### [WHAT YOU NEED TO DO]
Reproduce verbatim the lines of the records starting at the line containing "Target | tall building" and ending at the last line of the records, both included.

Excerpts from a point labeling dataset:
= = = = = = =
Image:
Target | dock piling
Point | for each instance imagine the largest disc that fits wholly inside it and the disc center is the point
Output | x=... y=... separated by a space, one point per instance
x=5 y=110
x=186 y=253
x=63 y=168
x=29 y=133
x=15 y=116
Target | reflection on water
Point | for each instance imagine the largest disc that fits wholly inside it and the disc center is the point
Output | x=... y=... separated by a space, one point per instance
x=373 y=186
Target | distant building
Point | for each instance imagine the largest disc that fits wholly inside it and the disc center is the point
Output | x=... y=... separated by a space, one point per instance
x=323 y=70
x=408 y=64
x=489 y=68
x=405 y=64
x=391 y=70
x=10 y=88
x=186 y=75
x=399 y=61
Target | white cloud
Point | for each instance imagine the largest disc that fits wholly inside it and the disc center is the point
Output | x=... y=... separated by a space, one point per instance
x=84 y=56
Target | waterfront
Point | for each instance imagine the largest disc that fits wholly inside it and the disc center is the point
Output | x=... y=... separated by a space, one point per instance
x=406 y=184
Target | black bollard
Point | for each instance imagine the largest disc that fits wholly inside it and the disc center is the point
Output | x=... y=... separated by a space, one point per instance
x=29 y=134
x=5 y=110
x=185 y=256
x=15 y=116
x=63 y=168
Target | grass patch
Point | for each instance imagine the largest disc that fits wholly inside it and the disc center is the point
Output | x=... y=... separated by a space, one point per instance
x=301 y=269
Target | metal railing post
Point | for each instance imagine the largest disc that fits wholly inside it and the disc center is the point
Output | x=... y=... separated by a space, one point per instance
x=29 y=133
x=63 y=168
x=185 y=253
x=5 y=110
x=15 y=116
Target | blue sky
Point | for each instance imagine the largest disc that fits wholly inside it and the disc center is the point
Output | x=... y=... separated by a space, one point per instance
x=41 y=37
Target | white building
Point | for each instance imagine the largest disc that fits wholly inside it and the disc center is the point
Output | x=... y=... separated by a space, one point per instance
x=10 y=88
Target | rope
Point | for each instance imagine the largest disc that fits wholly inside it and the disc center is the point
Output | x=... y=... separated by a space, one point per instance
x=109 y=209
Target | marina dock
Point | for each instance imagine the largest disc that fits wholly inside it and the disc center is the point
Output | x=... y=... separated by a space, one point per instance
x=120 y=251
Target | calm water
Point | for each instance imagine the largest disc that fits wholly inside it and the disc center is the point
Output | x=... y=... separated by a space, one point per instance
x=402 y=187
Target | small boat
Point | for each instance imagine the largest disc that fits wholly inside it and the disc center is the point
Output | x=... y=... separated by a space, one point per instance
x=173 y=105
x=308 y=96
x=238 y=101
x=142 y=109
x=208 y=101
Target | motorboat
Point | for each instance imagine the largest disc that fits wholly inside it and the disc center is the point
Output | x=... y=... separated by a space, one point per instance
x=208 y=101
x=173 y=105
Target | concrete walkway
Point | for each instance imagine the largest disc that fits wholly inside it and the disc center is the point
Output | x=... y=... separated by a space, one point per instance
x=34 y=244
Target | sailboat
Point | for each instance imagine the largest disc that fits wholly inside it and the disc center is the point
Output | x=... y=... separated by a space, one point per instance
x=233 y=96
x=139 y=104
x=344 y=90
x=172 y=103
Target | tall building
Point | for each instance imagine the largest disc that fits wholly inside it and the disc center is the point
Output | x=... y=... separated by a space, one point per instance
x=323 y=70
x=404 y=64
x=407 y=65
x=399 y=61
= = = = = = =
### [ANSWER BELOW]
Target | tall building
Point | for each instance imagine the largest disc that fits wholly inside it and the disc center is the point
Output | x=... y=... separated by a space, one point per instance
x=323 y=70
x=404 y=64
x=407 y=65
x=399 y=61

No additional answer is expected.